[MATERIAL SUPPLIED]
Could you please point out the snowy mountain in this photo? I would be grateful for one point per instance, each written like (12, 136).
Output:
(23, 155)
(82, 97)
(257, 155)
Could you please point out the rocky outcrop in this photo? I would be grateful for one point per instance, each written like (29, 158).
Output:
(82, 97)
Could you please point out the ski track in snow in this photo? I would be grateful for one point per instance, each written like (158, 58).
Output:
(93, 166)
==
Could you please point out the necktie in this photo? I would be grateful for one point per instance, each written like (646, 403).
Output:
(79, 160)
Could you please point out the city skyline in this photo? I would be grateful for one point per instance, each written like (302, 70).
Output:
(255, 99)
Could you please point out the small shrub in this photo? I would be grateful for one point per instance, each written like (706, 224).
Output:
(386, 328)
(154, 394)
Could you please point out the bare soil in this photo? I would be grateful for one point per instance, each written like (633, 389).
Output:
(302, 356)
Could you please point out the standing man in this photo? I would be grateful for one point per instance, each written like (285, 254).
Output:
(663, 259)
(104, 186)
* * *
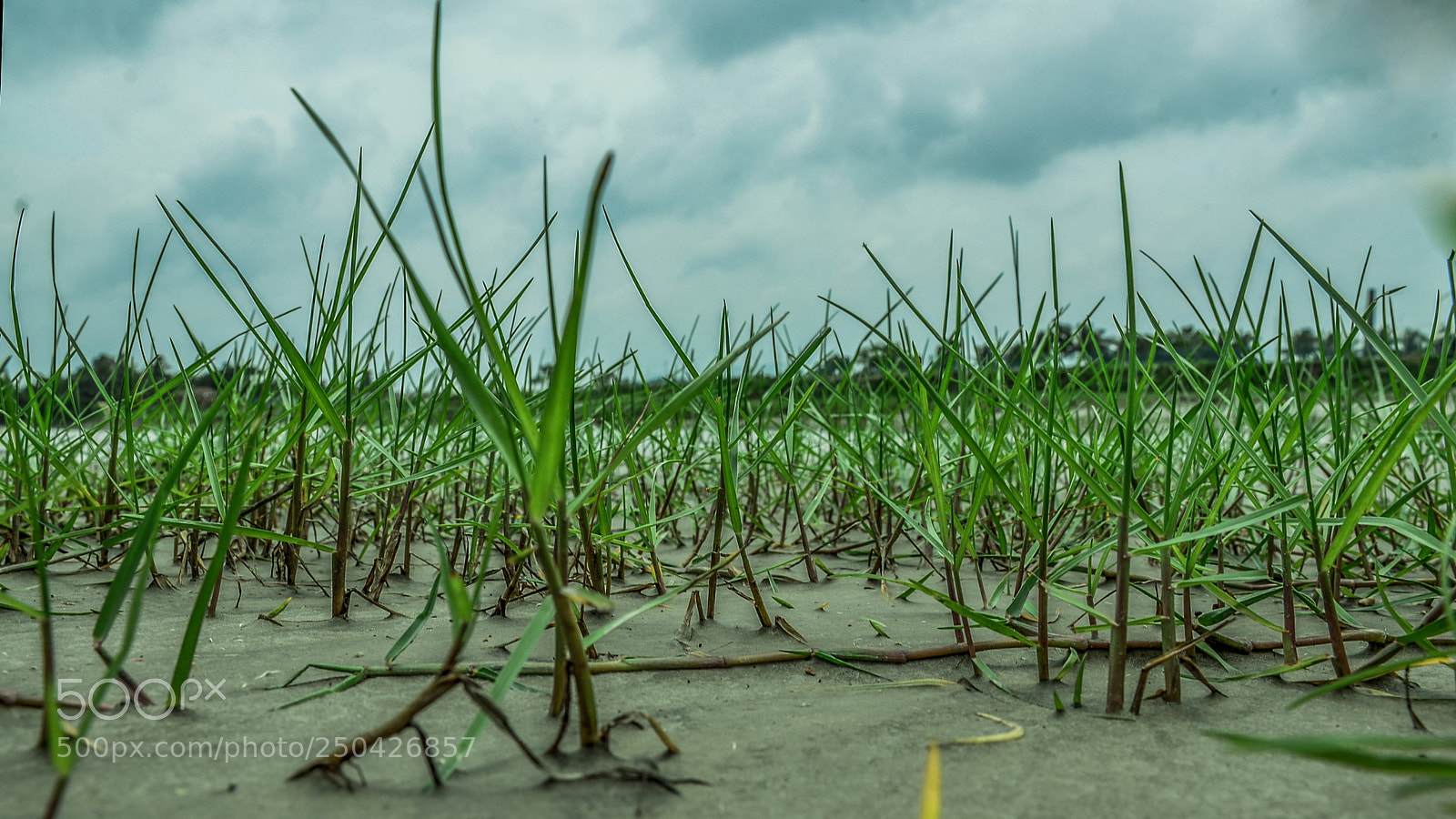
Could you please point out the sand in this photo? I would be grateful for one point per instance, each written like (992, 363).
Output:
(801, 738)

[ABOUT THIS EXERCISE] Every line in the data that holds the string "each" should be copied.

[ANSWER SPACE]
Could you please point out the snowy mountain in this photo? I would be grateful for one point per instance, each written like (12, 136).
Could you please point out the rocky outcrop in this photo? I would be grateful for one point per instance, each written like (29, 158).
Could you please point out the ski track in snow in this photo? I would be grateful for one point per instance, each written like (158, 58).
Could you please point out the necktie in this photo? I would be grateful for one point per instance, each written like (646, 403).
Could you please point out the city skyline in this photo? I would be grateful for one point per instance, each written like (302, 70).
Could you please point out the small shrub in this photo? I would be grateful for one point per instance, each written like (706, 224).
Could you please point out the bare soil in this photo? I would be grateful for one point per instance, each written like (633, 389).
Could you please point out the standing man in this photo? I would be grateful for one point per instance, each written like (285, 254).
Could you please point out the sand in this photo? I would be grateful for one point per instance, each written like (992, 363).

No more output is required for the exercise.